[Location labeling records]
++++++
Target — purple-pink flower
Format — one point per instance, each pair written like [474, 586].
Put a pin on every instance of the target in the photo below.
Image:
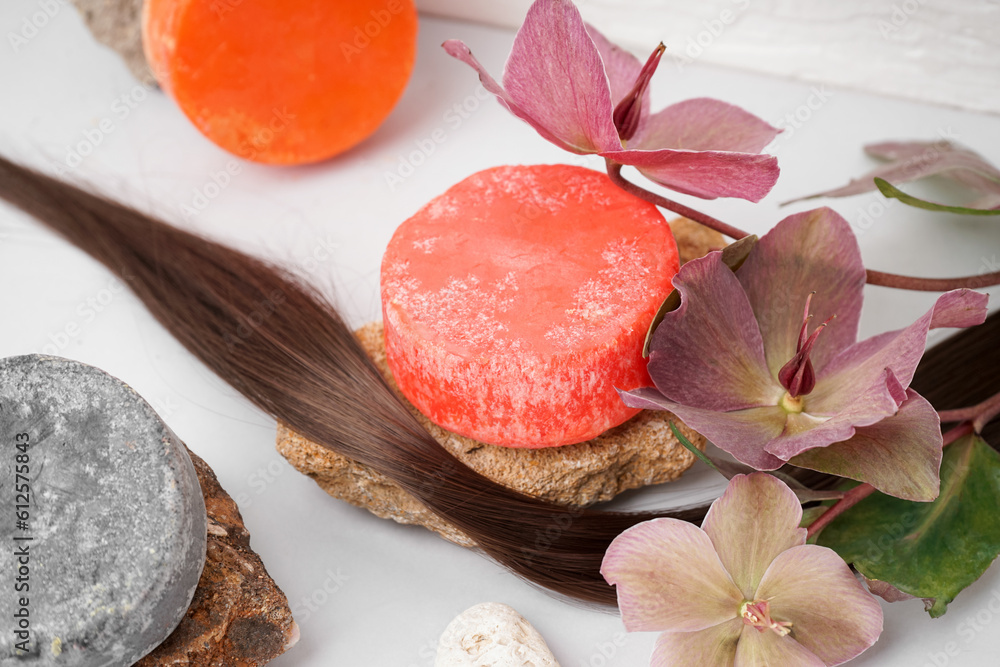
[744, 588]
[741, 361]
[586, 95]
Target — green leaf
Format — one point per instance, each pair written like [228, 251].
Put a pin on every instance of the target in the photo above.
[733, 256]
[893, 192]
[691, 448]
[929, 550]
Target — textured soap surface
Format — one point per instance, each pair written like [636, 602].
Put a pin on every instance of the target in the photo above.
[115, 522]
[516, 302]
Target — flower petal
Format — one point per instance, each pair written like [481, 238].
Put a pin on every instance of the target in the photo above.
[899, 456]
[764, 649]
[621, 67]
[756, 519]
[912, 160]
[742, 433]
[704, 124]
[818, 428]
[669, 577]
[832, 614]
[459, 50]
[810, 251]
[859, 366]
[708, 352]
[705, 174]
[556, 76]
[709, 647]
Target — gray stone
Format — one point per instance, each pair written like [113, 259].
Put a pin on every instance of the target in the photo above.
[115, 517]
[118, 25]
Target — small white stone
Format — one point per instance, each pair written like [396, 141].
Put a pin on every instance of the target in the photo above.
[492, 634]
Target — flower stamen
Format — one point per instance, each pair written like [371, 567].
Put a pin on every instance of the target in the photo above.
[758, 615]
[797, 376]
[629, 109]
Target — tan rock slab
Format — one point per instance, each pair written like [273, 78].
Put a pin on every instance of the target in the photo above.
[239, 616]
[641, 452]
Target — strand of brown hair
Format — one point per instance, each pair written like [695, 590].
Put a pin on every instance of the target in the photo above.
[303, 366]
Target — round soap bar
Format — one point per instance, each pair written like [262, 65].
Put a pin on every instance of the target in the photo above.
[103, 520]
[516, 302]
[282, 81]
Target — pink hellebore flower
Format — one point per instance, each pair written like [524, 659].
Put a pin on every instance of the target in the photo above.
[743, 589]
[565, 79]
[737, 363]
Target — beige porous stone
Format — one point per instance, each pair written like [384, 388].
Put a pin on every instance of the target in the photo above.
[640, 452]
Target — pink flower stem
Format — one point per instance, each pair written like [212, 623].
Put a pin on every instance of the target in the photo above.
[873, 277]
[862, 491]
[978, 414]
[615, 172]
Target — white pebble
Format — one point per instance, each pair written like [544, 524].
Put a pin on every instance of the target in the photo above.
[492, 634]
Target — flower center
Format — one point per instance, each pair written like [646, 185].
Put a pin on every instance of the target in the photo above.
[629, 109]
[797, 376]
[791, 404]
[758, 615]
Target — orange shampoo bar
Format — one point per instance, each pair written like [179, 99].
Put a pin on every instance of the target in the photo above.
[516, 302]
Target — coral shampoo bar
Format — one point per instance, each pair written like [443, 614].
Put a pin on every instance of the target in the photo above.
[516, 302]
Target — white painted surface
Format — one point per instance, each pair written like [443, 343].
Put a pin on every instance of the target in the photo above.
[940, 51]
[368, 592]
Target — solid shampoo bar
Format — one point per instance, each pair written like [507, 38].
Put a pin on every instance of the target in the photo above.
[516, 302]
[104, 521]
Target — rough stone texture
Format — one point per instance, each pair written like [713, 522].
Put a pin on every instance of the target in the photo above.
[238, 617]
[638, 453]
[113, 509]
[118, 25]
[492, 634]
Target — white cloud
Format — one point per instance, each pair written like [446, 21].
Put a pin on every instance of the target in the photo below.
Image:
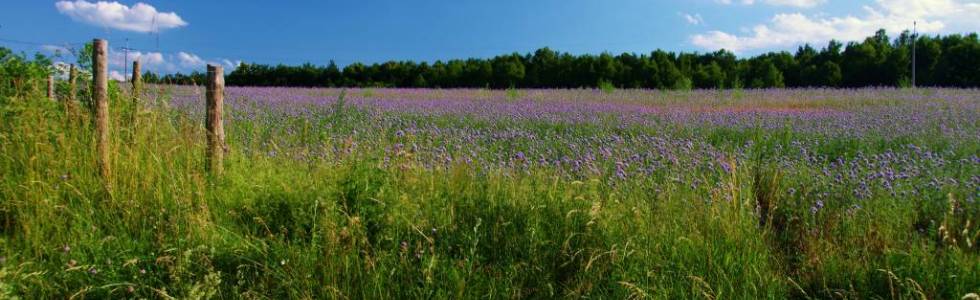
[141, 17]
[117, 76]
[55, 50]
[148, 59]
[785, 30]
[795, 3]
[694, 19]
[189, 60]
[230, 65]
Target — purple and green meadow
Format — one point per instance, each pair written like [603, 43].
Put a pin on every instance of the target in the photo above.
[473, 193]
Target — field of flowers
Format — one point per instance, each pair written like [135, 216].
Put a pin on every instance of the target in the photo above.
[428, 193]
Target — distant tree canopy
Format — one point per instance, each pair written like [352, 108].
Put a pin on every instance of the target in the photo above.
[949, 61]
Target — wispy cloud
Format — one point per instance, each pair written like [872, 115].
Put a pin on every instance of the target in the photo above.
[141, 17]
[794, 3]
[694, 19]
[789, 29]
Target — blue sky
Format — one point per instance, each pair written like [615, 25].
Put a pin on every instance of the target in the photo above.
[192, 33]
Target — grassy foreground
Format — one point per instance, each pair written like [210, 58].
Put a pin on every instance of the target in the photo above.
[368, 217]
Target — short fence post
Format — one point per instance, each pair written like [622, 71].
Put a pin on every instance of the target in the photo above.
[137, 82]
[51, 88]
[213, 120]
[100, 101]
[72, 77]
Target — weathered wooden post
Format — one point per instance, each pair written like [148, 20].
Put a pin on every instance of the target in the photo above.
[70, 98]
[100, 100]
[137, 82]
[213, 121]
[51, 87]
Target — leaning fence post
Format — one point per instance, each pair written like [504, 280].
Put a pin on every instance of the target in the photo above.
[100, 101]
[213, 121]
[51, 88]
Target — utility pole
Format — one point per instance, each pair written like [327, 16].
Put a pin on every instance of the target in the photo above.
[914, 32]
[126, 60]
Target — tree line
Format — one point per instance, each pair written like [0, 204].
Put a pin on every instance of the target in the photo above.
[947, 61]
++++++
Reproduce the material above verbatim; omit every picture.

Target — purple-pink flower
Format — one point per instance, each pair written like [474, 586].
Put a pin on every instance of the target in the photo below.
Image:
[744, 588]
[741, 361]
[586, 95]
Target — green leaf
Format — one point per instance, each pair written like [228, 251].
Put a pin on every instance of the target in the photo above.
[733, 256]
[893, 192]
[691, 448]
[929, 550]
Target — textured soap surface
Format — one point per instance, each pair written like [636, 602].
Put a pin on every instance of the target in the photo above.
[115, 522]
[516, 302]
Target — flower petal
Format — one point per instance, each pair written like [481, 238].
Put a pin on every instance of the target in the photo above.
[899, 456]
[764, 649]
[621, 67]
[756, 519]
[912, 160]
[742, 433]
[704, 124]
[818, 428]
[669, 577]
[832, 614]
[459, 50]
[810, 251]
[859, 366]
[708, 352]
[705, 174]
[556, 76]
[709, 647]
Target — gray stone
Format — one point per instance, each pair written like [113, 259].
Put a pin on every instance of the target in the photo above.
[115, 517]
[118, 25]
Target — small white stone
Format — one point per instance, each pair written like [396, 141].
Put a pin on every instance of the target in the photo above.
[492, 634]
Target — flower stamen
Format — one point per instance, each pair written like [371, 567].
Put a pin on every instance of the target in the photo above.
[758, 615]
[797, 376]
[629, 109]
Target — tan rock slab
Format — one point per instance, each pair written like [273, 78].
Put a pin on every instance of the target in the photo above.
[239, 616]
[641, 452]
Target — strand of brown hair
Format — one point per instance, each pair written like [695, 590].
Put a pin on every instance of the target in the photo above.
[303, 366]
Target — round soap bar
Format — one point per instance, each pair written like [262, 65].
Put a pin on every instance of the target in the photo above.
[103, 520]
[516, 302]
[282, 81]
Target — pink hellebore flower
Format — one point per instance, each pair written like [524, 659].
Put a pin on every instance of the target in the photo above.
[743, 589]
[565, 79]
[737, 363]
Target — beige porous stone
Format — one point per instance, each pair written like [384, 388].
Put a pin on every instance of the target in the photo above.
[640, 452]
Target — pink flower stem
Format — one point per instance, each pair written like [212, 623].
Put a pin on every instance of the target in the photo above.
[873, 277]
[862, 491]
[978, 414]
[615, 172]
Target — white pebble
Format — one point per instance, each pair written like [544, 524].
Put a pin on every instance of the target in the photo above.
[492, 634]
Target — flower center
Format — one point per instance, each pair written like [646, 185].
Put a pin on every instance of the target in the photo above.
[629, 109]
[797, 376]
[791, 404]
[758, 615]
Target — orange shampoo bar
Format — one point per instance, each pair written like [179, 99].
Put a pin on every instance of the target in the photo above.
[516, 302]
Target — coral shampoo bar
Format — one point per instance, each pair written like [443, 614].
Put a pin on every instance of the target in the photo above.
[516, 302]
Target — white painted surface
Format — one point per instance, each pair written like [443, 343].
Put a pin on every instance of the target in the photo above.
[940, 51]
[368, 592]
Target — solid shampoo bar
Format — one point per instance, each pair written like [507, 38].
Put a pin on every instance of the target in the photo above.
[516, 302]
[104, 521]
Target — rough stone texture
Format — one point per instance, each pair written like [713, 522].
Put a pin on every instance of the target in the photo above.
[238, 617]
[638, 453]
[113, 509]
[118, 25]
[492, 634]
Target — white cloud
Format — one point per instance, each pair written like [446, 21].
Put a pin on every instance of the target in the photo below.
Image:
[141, 17]
[117, 76]
[55, 50]
[148, 59]
[785, 30]
[795, 3]
[694, 19]
[189, 60]
[230, 65]
Target — purple and green meadow
Format — one point per instance, each pair written like [603, 43].
Put a pin on every instance of the target in the photo above.
[473, 193]
Target — field of flowers
Format — one point per instance, each pair written like [135, 216].
Put a pin on every instance of the target in the photo above.
[428, 193]
Target — distant tree canopy
Format — one point per instance, each pair written like [352, 108].
Put a pin on every instance of the target in the photo above.
[949, 61]
Target — wispy cloud
Format — one point per instance, each pair written like [872, 115].
Put a pin on every instance of the target in the photo above.
[141, 17]
[794, 3]
[694, 19]
[789, 29]
Target — blue sky
Format — one point per instance, each pair written like [615, 25].
Put a pin on every instance of the target in the photo above.
[192, 33]
Target — grassy foreground
Format — one point per instance, each pair written like [210, 58].
Put a pin on every instance of the target in the photo above.
[368, 217]
Target — short fence post
Format — one point per instance, each pair written like [622, 71].
Put a pin on every instance of the target in the photo above.
[137, 82]
[51, 88]
[213, 120]
[100, 101]
[72, 77]
Target — weathered wooden post
Format — one point per instance, each pair written like [148, 20].
Put a pin on every instance of the target in the photo above.
[70, 98]
[100, 100]
[137, 82]
[213, 121]
[51, 87]
Target — leaning fence post
Format — one point per instance, each pair written like [504, 280].
Put a pin on every instance of the target in the photo above.
[100, 101]
[213, 121]
[51, 88]
Target — utility pole
Format — one point per instance, each pair written like [327, 16].
Put a pin on every instance of the target in the photo above.
[914, 32]
[126, 60]
Target — tree line
Format — one point per instance, each pair written like [0, 204].
Put a pin on every instance of the target in the photo above.
[947, 61]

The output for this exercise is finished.